__WORK INSTRUCTIONS__.
Reproduce every record below exactly as written, leaving out any pictures.

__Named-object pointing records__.
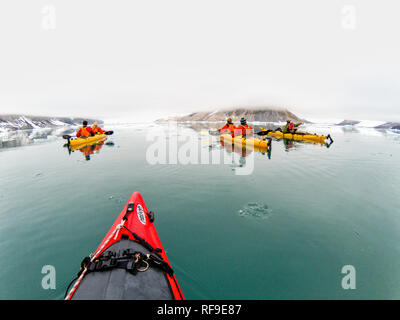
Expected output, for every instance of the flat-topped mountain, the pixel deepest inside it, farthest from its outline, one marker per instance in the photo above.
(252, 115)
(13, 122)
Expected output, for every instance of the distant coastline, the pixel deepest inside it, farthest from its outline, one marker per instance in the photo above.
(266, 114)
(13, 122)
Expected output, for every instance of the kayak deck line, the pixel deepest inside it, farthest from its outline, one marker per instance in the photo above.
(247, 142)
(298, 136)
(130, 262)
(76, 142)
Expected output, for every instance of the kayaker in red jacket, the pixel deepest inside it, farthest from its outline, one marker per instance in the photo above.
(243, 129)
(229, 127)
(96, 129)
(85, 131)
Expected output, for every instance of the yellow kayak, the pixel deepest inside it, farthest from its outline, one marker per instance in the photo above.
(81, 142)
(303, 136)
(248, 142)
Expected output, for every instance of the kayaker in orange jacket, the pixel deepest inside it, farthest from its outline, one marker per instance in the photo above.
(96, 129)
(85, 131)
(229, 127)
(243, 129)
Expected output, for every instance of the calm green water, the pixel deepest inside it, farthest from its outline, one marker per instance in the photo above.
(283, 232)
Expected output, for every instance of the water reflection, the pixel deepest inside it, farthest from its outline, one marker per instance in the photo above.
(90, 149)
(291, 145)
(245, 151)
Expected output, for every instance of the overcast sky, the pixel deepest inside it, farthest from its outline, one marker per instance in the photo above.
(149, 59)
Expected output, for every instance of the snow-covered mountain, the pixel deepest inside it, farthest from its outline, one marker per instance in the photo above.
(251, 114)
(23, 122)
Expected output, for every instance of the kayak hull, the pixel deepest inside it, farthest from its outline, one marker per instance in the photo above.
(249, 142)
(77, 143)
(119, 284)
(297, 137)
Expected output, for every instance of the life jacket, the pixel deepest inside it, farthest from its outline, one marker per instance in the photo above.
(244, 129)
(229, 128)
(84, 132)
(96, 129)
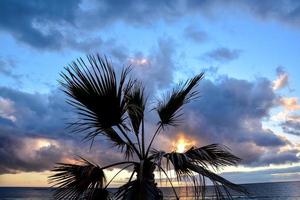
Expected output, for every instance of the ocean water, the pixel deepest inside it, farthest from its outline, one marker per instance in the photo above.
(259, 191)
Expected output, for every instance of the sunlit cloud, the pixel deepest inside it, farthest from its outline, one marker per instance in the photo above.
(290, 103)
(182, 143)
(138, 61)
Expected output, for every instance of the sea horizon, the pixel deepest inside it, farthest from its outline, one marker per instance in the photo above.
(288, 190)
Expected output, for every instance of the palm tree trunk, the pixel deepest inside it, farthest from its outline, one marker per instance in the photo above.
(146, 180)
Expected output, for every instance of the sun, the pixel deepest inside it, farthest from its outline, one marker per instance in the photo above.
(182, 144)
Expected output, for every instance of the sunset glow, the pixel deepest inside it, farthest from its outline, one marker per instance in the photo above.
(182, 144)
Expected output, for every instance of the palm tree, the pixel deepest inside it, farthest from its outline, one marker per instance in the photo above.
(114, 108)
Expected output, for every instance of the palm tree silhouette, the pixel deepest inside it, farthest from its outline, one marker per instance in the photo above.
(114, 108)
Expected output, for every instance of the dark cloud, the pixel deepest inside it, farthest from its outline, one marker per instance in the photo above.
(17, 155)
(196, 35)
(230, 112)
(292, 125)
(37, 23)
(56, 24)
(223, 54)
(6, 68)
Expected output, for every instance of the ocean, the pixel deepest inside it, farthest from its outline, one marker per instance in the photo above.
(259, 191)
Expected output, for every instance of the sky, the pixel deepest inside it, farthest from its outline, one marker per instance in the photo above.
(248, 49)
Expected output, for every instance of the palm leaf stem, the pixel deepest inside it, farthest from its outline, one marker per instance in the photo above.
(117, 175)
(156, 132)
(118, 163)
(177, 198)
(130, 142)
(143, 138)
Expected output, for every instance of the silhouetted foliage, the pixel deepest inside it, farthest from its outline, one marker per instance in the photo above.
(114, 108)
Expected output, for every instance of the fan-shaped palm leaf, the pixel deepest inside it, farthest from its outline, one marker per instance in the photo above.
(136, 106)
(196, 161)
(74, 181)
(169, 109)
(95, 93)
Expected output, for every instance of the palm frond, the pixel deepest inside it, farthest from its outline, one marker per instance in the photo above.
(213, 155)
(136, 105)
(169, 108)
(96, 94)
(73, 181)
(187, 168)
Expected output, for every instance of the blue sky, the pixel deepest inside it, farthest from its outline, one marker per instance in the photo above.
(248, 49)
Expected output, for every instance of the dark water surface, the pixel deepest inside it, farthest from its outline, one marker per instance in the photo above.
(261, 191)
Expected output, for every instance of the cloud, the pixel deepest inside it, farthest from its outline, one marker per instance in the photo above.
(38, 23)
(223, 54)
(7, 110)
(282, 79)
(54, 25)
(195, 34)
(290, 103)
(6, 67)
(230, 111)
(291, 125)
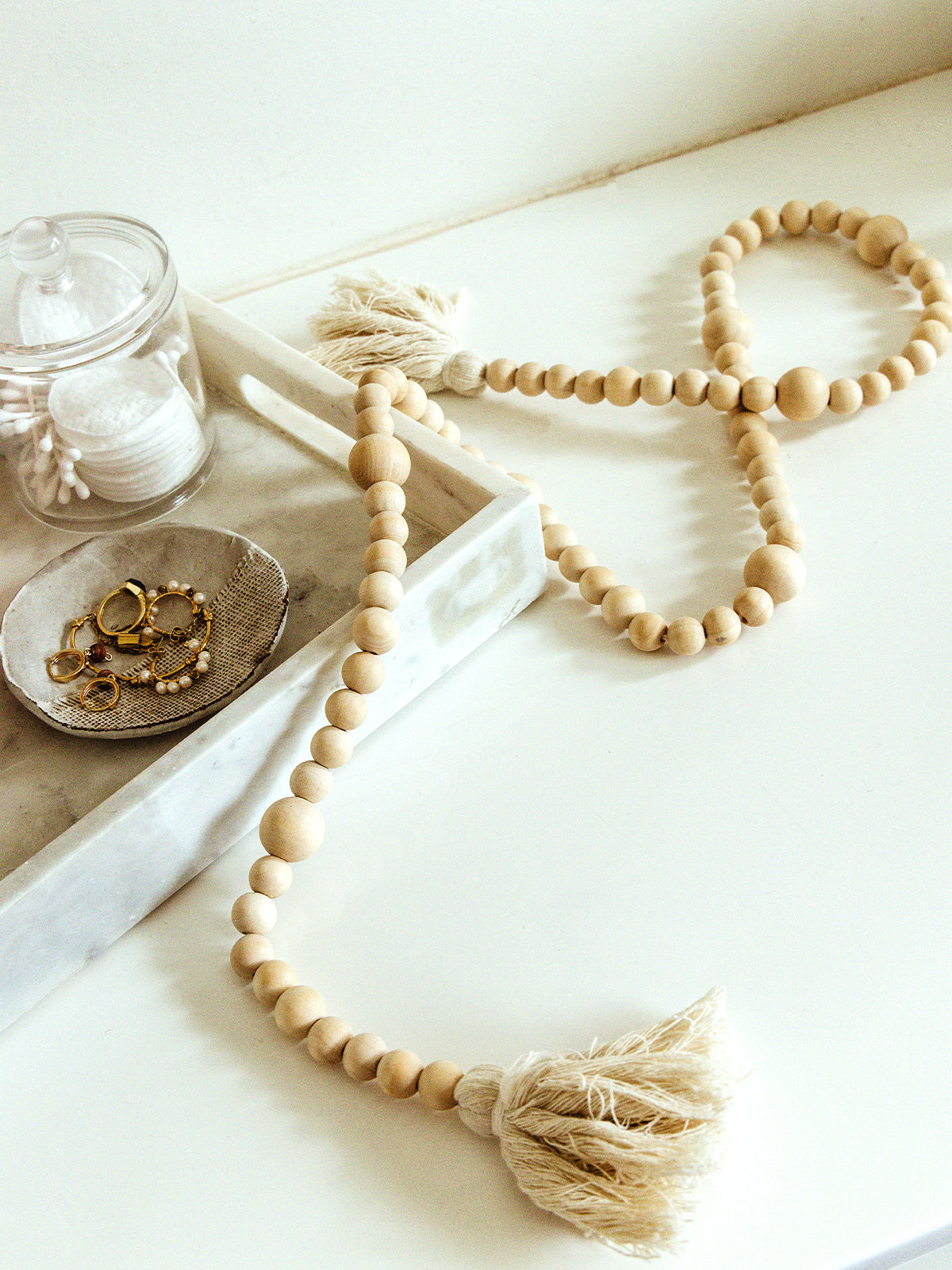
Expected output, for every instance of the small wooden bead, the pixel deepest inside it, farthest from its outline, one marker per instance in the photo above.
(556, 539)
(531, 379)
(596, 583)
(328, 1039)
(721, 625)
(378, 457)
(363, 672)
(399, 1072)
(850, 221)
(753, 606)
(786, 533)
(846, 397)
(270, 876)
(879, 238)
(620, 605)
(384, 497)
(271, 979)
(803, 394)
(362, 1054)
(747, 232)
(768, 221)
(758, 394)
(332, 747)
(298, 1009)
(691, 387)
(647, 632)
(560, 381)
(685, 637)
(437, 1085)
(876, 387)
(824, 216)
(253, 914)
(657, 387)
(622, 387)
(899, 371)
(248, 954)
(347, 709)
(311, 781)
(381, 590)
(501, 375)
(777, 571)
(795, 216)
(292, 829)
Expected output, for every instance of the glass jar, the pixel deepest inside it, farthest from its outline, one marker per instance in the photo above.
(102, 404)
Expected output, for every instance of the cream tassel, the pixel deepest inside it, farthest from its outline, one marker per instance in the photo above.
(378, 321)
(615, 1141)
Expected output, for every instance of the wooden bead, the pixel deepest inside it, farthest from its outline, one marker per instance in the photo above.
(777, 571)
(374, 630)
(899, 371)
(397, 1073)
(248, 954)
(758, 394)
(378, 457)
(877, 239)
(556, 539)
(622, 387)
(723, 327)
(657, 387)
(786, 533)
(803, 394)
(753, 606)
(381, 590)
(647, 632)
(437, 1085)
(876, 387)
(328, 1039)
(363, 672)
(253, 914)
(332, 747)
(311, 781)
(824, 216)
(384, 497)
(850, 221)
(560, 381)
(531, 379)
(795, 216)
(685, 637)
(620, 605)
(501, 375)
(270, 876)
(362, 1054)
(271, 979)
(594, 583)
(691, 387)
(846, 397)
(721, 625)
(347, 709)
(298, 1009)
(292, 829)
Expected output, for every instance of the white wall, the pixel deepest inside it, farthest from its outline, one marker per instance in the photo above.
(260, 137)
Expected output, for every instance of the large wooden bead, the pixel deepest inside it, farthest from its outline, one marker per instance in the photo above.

__RESULT FOR THIS TASK__.
Expected output, for every instance of the flat-topped mountain, the pixel deepest inside it, farthest from its outline, one marker per instance in the photo above.
(252, 115)
(13, 122)
Expected output, for every instance of the distant coastline, the pixel deepest inside it, farthest from its outline, one marker per instance in the photo above.
(266, 114)
(13, 122)
Expected output, for every instance of the kayak deck line, the pixel deepest inside it, farthest from its outline, one marker per instance in the photo above.
(247, 142)
(298, 136)
(130, 262)
(76, 142)
Expected output, for every instance of the kayaker in red jacket, the pixel deepest inside it, farthest from its outline, one marker per instance in the photo above.
(243, 129)
(229, 127)
(96, 129)
(85, 131)
Expected output, for every instance of the yellow kayak, the pixel deepest inside it, farthest from its outline, one marker per instance in the photo above.
(81, 142)
(303, 136)
(248, 142)
Expected output, for every instance of the kayaker in orange jacket, the pixel deepest inside it, farthest from its outline, one marker per instance in the photo above.
(96, 129)
(85, 131)
(229, 127)
(243, 129)
Expected output, for every instance of the calm green water, the pixel deepest inside it, farthest from its outline, one marker per instance in the photo above.
(283, 232)
Expected output, for every instance of the water reflection, the pixel deepest inside it, farthest from its outline, one marker per instance in the photo above.
(90, 149)
(291, 145)
(245, 151)
Expected output, for every instance of the overcast sky, the pixel deepest inside it, farthest from its outline, one marker per instance in the photo above.
(149, 59)
Expected output, for every instance of the snow-covered mountain, the pixel deepest inside it, farthest from its outline, one marker per instance in the photo above.
(251, 114)
(23, 122)
Expected output, for every instance of the kayak hull, the pixel deepest inside it, farthest from its outline, one marker per instance in the photo above.
(249, 142)
(77, 143)
(119, 284)
(297, 137)
Expected output, for every instance of the life jacket, the pixel deepest inside it, farthest from its outline, one marker per instance in the photo above.
(244, 129)
(229, 128)
(84, 132)
(96, 129)
Expected output, for every instance of the ocean water, the pixel deepest inside it, farthest from its outline, one marker per instance in the photo above.
(259, 191)
Expected output, for every instance of the sunlit cloud, the pixel deepest inside it, farthest from its outline, one marker per instance in the photo above.
(290, 103)
(182, 143)
(138, 61)
Expected output, for every instance of the sea horizon, the pixel deepest inside it, farthest from its outline, one marker per instance in the photo above.
(288, 190)
Expected output, for every instance of the palm tree trunk, the pixel deepest inside it, farthest from its outline, one marker per instance in the photo above.
(146, 180)
Expected output, for every instance of the sun, the pixel deepest inside it, farthest from its outline, one marker per instance in the photo above.
(182, 144)
Expected output, for every instance of the sunset glow, the pixel deepest inside it, farthest from its outline, one marker per instance in the photo above.
(182, 144)
Expected output, for every instance of the palm tree, the pixel deepest inside it, farthest from its outline, one marker per instance in the photo above.
(114, 108)
Expected output, for every instance of the palm tree silhouette, the pixel deepest inside it, farthest from its outline, one marker per instance in the photo above.
(114, 108)
Expected output, for every instance of the dark cloud, the pixel deepest inside it, farthest from its outline, one marker per instance in the photo above.
(17, 155)
(196, 35)
(230, 112)
(292, 125)
(37, 23)
(56, 24)
(223, 54)
(6, 68)
Expected output, for every instance of the ocean, the pixel deepest inside it, farthest from its outline, one marker per instance in the photo above.
(259, 191)
Expected output, for every instance of the sky, the pixel deepest inside it, farthest from its outline, one marker per instance in the photo above.
(248, 49)
Expected output, for every instance of the palm leaf stem, the pixel deepest inside it, farthest from its outline, one marker per instance in the photo above.
(117, 175)
(156, 132)
(118, 163)
(177, 198)
(130, 142)
(143, 138)
Expected output, for every instance of the silhouetted foliage, the pixel deepest inside it, farthest from its outline, one marker per instance in the photo above.
(114, 108)
Expected output, for every instance of the fan-shaped palm leaf, the pixel deepest inside it, farthest from its outline, one marker per instance in the photo above.
(136, 106)
(196, 161)
(74, 181)
(169, 109)
(95, 93)
Expected output, for every instance of the palm frond, the pixel deepest inside it, farthest from its outline, one marker per instance in the photo above.
(213, 155)
(136, 105)
(169, 108)
(96, 94)
(73, 181)
(187, 168)
Expected output, for every instance of the blue sky, the pixel deepest inside it, farthest from its outline, one marker per instance in the photo above.
(248, 49)
Expected output, for every instance of the dark water surface, the pixel deepest inside it, farthest from its outline, one marker per instance in the photo above.
(261, 191)
Expected output, for every instance of the cloud, the pixel deepest inside it, farthest from its outline, one marker per instance in the photo above.
(38, 23)
(223, 54)
(7, 110)
(282, 79)
(54, 25)
(195, 34)
(290, 103)
(6, 67)
(230, 111)
(291, 125)
Expected output, for every instance of the small wooden bead, the pixel deepest inside it, farthest from its outline, one marker per instance in the photo above.
(556, 539)
(531, 379)
(596, 583)
(328, 1039)
(721, 625)
(378, 457)
(363, 672)
(399, 1072)
(850, 221)
(753, 606)
(786, 533)
(846, 397)
(270, 876)
(879, 238)
(620, 605)
(384, 497)
(271, 979)
(803, 394)
(362, 1054)
(747, 232)
(768, 221)
(758, 394)
(332, 747)
(298, 1009)
(691, 387)
(647, 632)
(560, 381)
(685, 637)
(437, 1085)
(876, 387)
(824, 216)
(253, 914)
(657, 387)
(622, 387)
(899, 371)
(248, 954)
(347, 709)
(311, 781)
(381, 590)
(501, 375)
(777, 571)
(795, 216)
(292, 829)
Expected output, for every instance of the glass jar, the pixel deepest inside it, farthest from its outline, one marker per instance in the photo above.
(102, 404)
Expected output, for every instance of the cream tassel, the pixel deepest inside it, farthest from its outline, one marker per instance in the photo above.
(378, 321)
(615, 1141)
Expected output, for every instance of the wooden bead, the pixel deepest inside it, farthest from its outline, one marker per instance in the photo above.
(777, 571)
(374, 630)
(899, 371)
(397, 1073)
(248, 954)
(758, 394)
(378, 457)
(877, 239)
(556, 539)
(622, 387)
(723, 327)
(657, 387)
(786, 533)
(803, 394)
(753, 606)
(381, 590)
(647, 632)
(437, 1085)
(876, 387)
(328, 1039)
(363, 672)
(253, 914)
(332, 747)
(311, 781)
(824, 216)
(384, 497)
(850, 221)
(560, 381)
(531, 379)
(795, 216)
(685, 637)
(620, 605)
(501, 375)
(270, 876)
(362, 1054)
(271, 979)
(594, 583)
(691, 387)
(846, 397)
(721, 625)
(347, 709)
(298, 1009)
(292, 829)
Expected output, for every instance of the white wall, the pixel deepest inside it, farthest from its outline, one marker per instance in the photo above.
(260, 137)
Expected output, for every instance of the large wooden bead, the pixel deepest inside it, farthest from its outline, one marker per instance in the photo above.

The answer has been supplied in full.